| Textauszug |

7. inwiefern sie davon ausgeht, dass es durch den geplanten Ausbau des Flughafens Zürich und einer damit einhergehenden Erhöhung der Start- und Landebewegungen zu einer Erhöhung der Schadstoffbelastung und damit zu einer Erhöhung der Gesundheitsrisiken für die Bevölkerung kommen wird;

Durch die Zunahme von Flugbewegungen kommt es grundsätzlich auch zu einer Zunahme der damit verbundenen Emissionen von Luftschadstoffen. Andererseits stoßen künftig verstärkt eingesetzte modernere Flugzeuge immer weniger Schadstoffe aus. Wie sich bei diesen gegenläufigen Entwicklungen die von den Flugzeugen ausgehende Schadstoffbelastung in der Summe darstellt, lässt sich für einen längeren Zeitraum nicht sicher prognostizieren. Mit einer Erhöhung der Gesundheitsrisiken durch die Schadstoffe in der Umgebungsluft und insbesondere der Überschreitung von Grenzwerten zum Schutz der menschlichen Gesundheit ist nicht zu rechnen.

| Aufgabe |
Schreiben Sie aus dem Text zum Ausbau des Flughafens Zürich die Passage zwischen „Durch die Zunahme“ und „nicht zu rechnen.“, beide einschließlich, wörtlich ab.

| Extrahierte Angaben |

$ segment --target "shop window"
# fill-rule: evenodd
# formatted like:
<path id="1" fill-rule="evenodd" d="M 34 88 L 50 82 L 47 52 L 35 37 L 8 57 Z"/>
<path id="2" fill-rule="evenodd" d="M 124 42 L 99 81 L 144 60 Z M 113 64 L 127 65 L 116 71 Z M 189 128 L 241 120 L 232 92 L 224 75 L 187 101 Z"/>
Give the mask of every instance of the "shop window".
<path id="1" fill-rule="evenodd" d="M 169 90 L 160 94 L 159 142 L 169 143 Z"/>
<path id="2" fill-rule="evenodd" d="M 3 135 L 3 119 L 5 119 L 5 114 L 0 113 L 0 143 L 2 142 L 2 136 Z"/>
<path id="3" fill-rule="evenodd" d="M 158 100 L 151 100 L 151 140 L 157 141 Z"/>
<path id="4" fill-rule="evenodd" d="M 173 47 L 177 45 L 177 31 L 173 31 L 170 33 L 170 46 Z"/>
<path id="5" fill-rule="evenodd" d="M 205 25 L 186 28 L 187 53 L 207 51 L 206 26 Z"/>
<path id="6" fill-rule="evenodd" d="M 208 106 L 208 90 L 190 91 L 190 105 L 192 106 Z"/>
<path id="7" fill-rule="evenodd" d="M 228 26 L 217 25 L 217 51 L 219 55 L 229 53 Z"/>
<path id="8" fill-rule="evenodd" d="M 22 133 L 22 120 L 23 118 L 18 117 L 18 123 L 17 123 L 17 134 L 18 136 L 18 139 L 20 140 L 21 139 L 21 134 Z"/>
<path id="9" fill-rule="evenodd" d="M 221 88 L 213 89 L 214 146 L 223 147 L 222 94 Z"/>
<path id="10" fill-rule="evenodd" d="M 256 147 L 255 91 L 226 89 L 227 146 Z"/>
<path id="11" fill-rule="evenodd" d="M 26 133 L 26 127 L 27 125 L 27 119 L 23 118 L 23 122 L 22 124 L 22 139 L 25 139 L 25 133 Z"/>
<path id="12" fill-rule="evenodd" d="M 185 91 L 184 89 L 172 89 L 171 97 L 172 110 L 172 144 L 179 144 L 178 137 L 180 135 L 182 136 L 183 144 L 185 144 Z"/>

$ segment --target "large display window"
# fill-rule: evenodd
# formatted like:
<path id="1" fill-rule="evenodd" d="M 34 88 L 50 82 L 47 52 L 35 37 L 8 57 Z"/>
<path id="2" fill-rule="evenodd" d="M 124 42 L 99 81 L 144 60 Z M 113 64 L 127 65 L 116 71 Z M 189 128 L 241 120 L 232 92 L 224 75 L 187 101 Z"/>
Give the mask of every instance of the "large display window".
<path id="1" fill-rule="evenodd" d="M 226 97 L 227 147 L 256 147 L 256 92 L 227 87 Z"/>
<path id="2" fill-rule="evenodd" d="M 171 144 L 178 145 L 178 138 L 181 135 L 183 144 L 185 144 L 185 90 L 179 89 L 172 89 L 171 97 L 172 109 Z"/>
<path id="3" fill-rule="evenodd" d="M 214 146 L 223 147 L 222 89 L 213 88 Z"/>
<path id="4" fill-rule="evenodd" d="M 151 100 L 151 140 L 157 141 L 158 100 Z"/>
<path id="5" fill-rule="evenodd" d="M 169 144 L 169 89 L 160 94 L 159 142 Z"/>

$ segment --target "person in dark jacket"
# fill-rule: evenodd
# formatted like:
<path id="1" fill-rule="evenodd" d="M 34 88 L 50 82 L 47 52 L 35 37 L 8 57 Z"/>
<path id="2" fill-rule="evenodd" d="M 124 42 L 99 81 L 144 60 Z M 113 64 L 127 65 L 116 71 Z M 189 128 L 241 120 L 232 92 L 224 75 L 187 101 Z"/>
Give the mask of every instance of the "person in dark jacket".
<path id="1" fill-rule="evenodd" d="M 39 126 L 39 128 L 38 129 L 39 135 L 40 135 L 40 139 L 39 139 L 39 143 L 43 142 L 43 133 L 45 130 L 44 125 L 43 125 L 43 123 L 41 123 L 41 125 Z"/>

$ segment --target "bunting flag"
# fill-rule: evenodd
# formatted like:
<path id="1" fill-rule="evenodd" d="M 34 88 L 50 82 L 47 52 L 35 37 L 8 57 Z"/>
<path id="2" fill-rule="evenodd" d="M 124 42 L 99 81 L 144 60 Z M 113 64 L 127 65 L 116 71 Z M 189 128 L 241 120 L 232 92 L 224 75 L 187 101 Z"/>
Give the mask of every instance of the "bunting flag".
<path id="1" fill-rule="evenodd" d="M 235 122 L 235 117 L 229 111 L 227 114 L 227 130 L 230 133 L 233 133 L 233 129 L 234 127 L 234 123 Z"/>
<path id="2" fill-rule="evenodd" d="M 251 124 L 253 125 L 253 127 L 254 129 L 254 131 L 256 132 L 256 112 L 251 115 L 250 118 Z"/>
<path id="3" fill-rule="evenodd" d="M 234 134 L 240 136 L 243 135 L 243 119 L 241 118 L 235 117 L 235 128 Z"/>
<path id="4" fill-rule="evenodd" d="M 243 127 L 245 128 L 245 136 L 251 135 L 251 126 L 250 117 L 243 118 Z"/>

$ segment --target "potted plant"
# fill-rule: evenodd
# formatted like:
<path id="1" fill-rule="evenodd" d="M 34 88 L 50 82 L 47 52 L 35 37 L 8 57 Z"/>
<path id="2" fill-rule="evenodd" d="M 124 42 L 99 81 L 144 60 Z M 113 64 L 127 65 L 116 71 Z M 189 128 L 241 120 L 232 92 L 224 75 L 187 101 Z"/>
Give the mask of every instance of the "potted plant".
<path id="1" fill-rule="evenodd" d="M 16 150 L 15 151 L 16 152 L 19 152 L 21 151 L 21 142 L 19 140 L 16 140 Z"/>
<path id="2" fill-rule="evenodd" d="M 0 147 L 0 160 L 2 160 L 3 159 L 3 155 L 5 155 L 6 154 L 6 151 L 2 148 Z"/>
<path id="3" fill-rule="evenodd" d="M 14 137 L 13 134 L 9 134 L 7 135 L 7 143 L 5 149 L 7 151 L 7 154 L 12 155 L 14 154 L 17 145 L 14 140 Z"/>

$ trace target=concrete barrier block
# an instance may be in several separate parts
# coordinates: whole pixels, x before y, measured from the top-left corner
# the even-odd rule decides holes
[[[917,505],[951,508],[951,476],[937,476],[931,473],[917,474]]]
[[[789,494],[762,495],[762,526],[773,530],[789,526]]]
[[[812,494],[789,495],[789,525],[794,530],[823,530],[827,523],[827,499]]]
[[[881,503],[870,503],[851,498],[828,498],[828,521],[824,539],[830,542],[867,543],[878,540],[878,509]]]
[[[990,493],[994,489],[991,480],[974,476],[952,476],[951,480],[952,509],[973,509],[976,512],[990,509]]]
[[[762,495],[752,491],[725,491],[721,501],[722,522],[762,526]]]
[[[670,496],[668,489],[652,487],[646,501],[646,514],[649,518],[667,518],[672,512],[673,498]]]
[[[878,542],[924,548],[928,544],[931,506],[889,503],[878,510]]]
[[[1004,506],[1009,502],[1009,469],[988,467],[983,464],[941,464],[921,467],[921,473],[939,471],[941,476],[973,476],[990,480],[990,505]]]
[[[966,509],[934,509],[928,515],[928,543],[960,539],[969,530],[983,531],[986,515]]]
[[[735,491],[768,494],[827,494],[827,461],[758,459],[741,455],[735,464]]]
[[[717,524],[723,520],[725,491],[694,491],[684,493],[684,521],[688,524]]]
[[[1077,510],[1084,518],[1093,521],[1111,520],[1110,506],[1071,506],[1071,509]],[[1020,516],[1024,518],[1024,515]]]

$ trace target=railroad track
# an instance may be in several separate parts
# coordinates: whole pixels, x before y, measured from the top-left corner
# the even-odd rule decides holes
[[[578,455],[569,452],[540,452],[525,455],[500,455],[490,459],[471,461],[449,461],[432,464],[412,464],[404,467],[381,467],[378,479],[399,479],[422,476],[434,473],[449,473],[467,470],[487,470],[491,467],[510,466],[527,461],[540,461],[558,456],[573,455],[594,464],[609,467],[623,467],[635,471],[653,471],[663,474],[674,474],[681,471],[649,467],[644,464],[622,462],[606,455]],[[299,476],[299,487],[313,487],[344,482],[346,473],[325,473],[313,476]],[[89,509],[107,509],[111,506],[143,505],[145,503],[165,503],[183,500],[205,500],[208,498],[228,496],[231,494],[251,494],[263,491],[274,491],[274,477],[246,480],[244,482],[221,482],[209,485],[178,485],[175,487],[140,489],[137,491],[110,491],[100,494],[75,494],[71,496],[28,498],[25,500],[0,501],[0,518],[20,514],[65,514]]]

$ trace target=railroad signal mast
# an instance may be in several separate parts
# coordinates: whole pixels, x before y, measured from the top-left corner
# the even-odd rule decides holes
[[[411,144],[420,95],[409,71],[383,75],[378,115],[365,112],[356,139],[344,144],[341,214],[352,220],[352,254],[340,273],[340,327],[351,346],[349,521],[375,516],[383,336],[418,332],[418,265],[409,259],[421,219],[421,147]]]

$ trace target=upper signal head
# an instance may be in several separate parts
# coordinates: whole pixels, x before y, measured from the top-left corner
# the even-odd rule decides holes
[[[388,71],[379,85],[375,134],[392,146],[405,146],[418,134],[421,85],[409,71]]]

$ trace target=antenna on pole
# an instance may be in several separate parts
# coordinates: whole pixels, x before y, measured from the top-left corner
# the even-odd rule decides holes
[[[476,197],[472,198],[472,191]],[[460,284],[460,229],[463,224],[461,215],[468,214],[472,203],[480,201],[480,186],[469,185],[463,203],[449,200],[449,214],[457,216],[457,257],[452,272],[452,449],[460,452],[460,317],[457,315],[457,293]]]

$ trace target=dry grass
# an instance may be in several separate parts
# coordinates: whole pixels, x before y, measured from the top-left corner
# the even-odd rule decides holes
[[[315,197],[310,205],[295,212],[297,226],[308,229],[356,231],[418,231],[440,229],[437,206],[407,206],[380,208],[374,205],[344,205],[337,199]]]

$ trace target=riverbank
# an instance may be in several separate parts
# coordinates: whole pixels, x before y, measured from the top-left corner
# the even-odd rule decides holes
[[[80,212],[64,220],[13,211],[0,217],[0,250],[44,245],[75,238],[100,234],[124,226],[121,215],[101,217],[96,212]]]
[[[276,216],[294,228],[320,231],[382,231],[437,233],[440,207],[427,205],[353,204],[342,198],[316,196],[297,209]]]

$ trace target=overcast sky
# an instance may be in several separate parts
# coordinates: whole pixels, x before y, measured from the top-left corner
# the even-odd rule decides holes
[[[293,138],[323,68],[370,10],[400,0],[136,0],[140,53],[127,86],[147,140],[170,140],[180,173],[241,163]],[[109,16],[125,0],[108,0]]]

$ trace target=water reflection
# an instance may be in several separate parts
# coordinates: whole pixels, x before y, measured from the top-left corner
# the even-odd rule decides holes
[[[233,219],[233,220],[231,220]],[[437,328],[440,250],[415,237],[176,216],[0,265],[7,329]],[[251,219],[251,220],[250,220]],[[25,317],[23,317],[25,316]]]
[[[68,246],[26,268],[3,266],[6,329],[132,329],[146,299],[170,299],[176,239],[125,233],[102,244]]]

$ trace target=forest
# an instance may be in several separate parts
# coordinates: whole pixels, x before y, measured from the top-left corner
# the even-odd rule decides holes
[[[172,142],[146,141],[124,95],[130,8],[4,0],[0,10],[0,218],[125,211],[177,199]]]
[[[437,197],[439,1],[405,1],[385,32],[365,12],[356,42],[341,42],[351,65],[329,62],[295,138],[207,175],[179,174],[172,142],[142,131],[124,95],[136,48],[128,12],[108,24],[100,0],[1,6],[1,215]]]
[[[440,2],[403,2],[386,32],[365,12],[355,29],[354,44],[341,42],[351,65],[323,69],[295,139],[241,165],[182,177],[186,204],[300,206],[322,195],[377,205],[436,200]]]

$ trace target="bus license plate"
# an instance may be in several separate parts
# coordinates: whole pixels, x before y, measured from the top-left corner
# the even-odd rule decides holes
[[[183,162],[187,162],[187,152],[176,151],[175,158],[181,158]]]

| Antwort |
Durch die Zunahme von Flugbewegungen kommt es grundsätzlich auch zu einer Zunahme der damit verbundenen Emissionen von Luftschadstoffen. Andererseits stoßen künftig verstärkt eingesetzte modernere Flugzeuge immer weniger Schadstoffe aus. Wie sich bei diesen gegenläufigen Entwicklungen die von den Flugzeugen ausgehende Schadstoffbelastung in der Summe darstellt, lässt sich für einen längeren Zeitraum nicht sicher prognostizieren. Mit einer Erhöhung der Gesundheitsrisiken durch die Schadstoffe in der Umgebungsluft und insbesondere der Überschreitung von Grenzwerten zum Schutz der menschlichen Gesundheit ist nicht zu rechnen.